[MATERIAL PROVIDED]

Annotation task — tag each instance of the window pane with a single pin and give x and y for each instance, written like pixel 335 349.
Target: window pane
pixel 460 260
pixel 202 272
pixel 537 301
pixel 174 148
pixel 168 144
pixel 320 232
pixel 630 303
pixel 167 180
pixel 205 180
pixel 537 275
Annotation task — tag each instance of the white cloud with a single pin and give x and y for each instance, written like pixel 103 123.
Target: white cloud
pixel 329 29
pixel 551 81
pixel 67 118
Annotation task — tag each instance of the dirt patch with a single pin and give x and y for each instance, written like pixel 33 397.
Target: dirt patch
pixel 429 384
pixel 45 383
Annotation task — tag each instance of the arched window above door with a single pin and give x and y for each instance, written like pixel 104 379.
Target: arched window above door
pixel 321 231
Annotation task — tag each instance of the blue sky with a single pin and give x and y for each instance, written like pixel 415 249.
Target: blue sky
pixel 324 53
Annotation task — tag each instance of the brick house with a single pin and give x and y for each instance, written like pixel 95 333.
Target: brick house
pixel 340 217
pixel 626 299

[/MATERIAL PROVIDED]

INSTRUCTIONS TO FOLLOW: Return exactly the lines from the beginning of the data above through the one containing "Annotation task — tag each instance of the white", please. Include both end lines and add nothing else.

ANSWER SPACE:
Annotation task — tag each instance of the window pane with a single pin and give x and y for each instance, written like pixel 335 349.
Target: window pane
pixel 460 260
pixel 202 272
pixel 537 301
pixel 174 148
pixel 168 144
pixel 320 232
pixel 630 303
pixel 167 180
pixel 205 180
pixel 537 275
Annotation task — tag each instance of the white cloud with a single pin and give x and y for each instance, written like pixel 103 123.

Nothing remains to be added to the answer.